* **PASSAGE SHOWN**
──────────────────────────────
This alumni submitted a video testimonial on YouTube to explain her experience, below the video is her written testimonial.



I was in The Family School from late August of 2001 to May 1st 2002, approximately nine months. To say it bluntly, going to the Family School (among other things) has dictated where my life has gone.

My parents were absolutely desperate. I fully admit that I was a wreck at the age of 15. I was angry; depressed; and had no idea how to fit in, who I was, or where I was going. It was the summertime. I had a boyfriend who I knew my parents hated, but they put up with. I had been in and out of therapy for three years, on medication for ADD the majority of my life, and on anti-depressants. I had two trips to a mental hospital, with inpatient and outpatient care. I excelled in areas of arts and music, I always enjoyed writing, but during the 9th grade, I just didn’t care about class.

In the early part of the summer, my parents told me that they were ‘going for a ride in the country to see the farm grandpa grew up on’. It was the first of many lies. Several weeks later, they wanted to meet with my psychiatrist alone. Not too much later, they told me that in two weeks time, they would be taking me to a ‘boarding school’. They gave me a pamphlet about the school that made it seem like a summer camp with some strict rules that I could probably break (and get away with). This was the only time I remember seeing my father cry.

 I wasn’t a ‘bad’ kid, I knew I had no choice in the matter. I didn’t run away. We even celebrated, with one last trip to six flags before I left with the whole family (Mom, Dad, Sister and her longtime boyfriend, myself and my current boyfriend).

The day came. I didn’t want to go. I expressed it, but my parents threatened ‘to call an escort service that would force me to go’. So I went. I’d never heard my family threaten me before. I was scared.
──────────────────────────────
* **SUPPLIED DATA**
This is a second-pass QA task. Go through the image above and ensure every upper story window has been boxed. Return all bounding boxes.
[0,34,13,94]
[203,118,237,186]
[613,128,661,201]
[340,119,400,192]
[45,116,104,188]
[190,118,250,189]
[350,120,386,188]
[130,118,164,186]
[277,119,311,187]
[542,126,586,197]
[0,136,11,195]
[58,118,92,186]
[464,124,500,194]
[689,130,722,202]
──────────────────────────────
Reproduce word for word the stretch of the Family School testimonial from "In the early" through "my father cry.".

* **TASK OUTPUT**
In the early part of the summer, my parents told me that they were ‘going for a ride in the country to see the farm grandpa grew up on’. It was the first of many lies. Several weeks later, they wanted to meet with my psychiatrist alone. Not too much later, they told me that in two weeks time, they would be taking me to a ‘boarding school’. They gave me a pamphlet about the school that made it seem like a summer camp with some strict rules that I could probably break (and get away with). This was the only time I remember seeing my father cry.